▸ **Set exercise**: Rescale the records: reproduce every line, requests included, with each x and y coordinate in the answer points multiplied by 2.1 and rounded to the nearest whole number, halves rounding up.

▸ **Data in this exercise**:
..............................
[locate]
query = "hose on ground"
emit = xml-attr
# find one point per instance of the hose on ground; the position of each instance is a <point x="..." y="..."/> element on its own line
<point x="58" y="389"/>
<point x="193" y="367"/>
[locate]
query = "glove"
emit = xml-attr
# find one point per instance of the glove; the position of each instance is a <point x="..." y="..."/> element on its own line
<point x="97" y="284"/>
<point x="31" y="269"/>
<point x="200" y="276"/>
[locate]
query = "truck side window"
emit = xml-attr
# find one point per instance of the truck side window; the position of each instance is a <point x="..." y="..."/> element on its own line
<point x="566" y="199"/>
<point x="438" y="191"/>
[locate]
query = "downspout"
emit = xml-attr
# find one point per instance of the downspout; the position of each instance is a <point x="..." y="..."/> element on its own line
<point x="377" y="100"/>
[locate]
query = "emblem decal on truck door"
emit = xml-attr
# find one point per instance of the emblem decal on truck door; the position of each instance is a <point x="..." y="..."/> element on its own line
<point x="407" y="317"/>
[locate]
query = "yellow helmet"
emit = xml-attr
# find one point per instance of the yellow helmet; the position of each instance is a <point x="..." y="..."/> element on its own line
..............................
▸ **Response below**:
[locate]
query = "hose on ground"
emit = xml-attr
# find one point per instance of the hose on ground; the position of each instance is a <point x="..." y="..."/> element on its own line
<point x="122" y="817"/>
<point x="405" y="771"/>
[locate]
query = "glove"
emit = xml-attr
# find one point per instance of the glove; the position of each instance is a <point x="..." y="..."/> element on its own line
<point x="204" y="596"/>
<point x="65" y="565"/>
<point x="420" y="580"/>
[locate]
query = "truck side window"
emit = xml-attr
# find one point per instance of the truck side window; the position of each instance is a <point x="..." y="..."/> element on its own line
<point x="1189" y="418"/>
<point x="920" y="401"/>
[locate]
query = "downspout"
emit = xml-attr
# find one point per instance of the downspout; the position of each instance is a <point x="..." y="..."/> element on its own line
<point x="792" y="210"/>
[locate]
query = "emblem decal on truck door"
emit = xml-attr
# find one point per instance of the emblem decal on truck door; the position of each instance is a <point x="..." y="..."/> element on its own line
<point x="855" y="666"/>
[locate]
query = "yellow helmet"
emit = xml-attr
# find one point per instance of the yellow helmet; the position of each instance is a <point x="..." y="..."/> element on its own line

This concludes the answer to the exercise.